Another concern is a statement that was made the other day, which we have flagged as an issue - namely, the issue of dissidents and criminality, which was mentioned here this morning. They know we are facing an issue and they will exploit that. This brings me back to my reference about young people. If we can work with young people in a meaningful and effective way, that reduces the opportunity for those young people to be manipulated in other ways. It is something that must be considered very carefully.

I support what both Mr. Osborne and Ms Irwin said. The British and Irish Governments are the guarantors of this Agreement and we need to see that on almost a daily basis at this stage. A colleague of mine coined a phrase, "The British and Irish Governments both stepped off the stage too soon." We need them back on the stage fairly quickly, and I know the members are working towards that. That is a positive from our point of view.

The resource issue is critical for those in the voluntary and community sector who are engaged in this type of work. While we were travelling down on the train, we discussed the way in which people sometimes viewed us as a reconciliation industry. I assure the committee that we are not in this for the good of our health. We are involved because of our passion and love for the place from which we come and our commitment to the peace process. I challenge anybody who says we are an industry. It is difficult, challenging and risky work. Only this year, there was a protest outside our building in Duncairn Gardens by people who were unhappy about the consultation process concerning the Alexandra Park gate opening. That consultation was thorough and the protest was grandstanding on behalf of people who were threatened by progress. A pipe bomb was also thrown at the building recently. It was a viable device and we were evacuated for two hours while it was made safe. I have a job in hand in reassuring staff and partners. That is a drain on my time and everybody else's. Colleagues in this field of work have been threatened, put out of their homes and subjected to verbal and physical attacks. Even though we are 20 years into the process, we have a long way to go. Our responsibility is to bring as many people as possible on that journey.

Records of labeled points
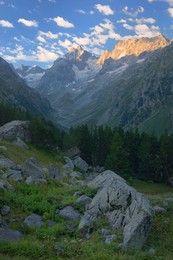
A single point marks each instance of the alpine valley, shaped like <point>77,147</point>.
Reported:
<point>131,86</point>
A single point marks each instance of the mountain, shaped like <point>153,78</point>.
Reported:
<point>68,77</point>
<point>134,47</point>
<point>30,74</point>
<point>14,91</point>
<point>132,88</point>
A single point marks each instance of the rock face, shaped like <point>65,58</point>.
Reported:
<point>81,164</point>
<point>15,129</point>
<point>134,47</point>
<point>33,221</point>
<point>9,234</point>
<point>54,173</point>
<point>69,213</point>
<point>33,168</point>
<point>122,206</point>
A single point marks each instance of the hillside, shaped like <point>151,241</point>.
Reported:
<point>130,88</point>
<point>14,91</point>
<point>31,212</point>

◆ To-do list
a) According to the testimony, how long was the building evacuated while the pipe bomb was made safe?
b) Please list the adjectives the testimony uses to describe the work done in this field.
This data has no role in what comes next.

◆ Per-task answers
a) Two hours.

b) Difficult, challenging, risky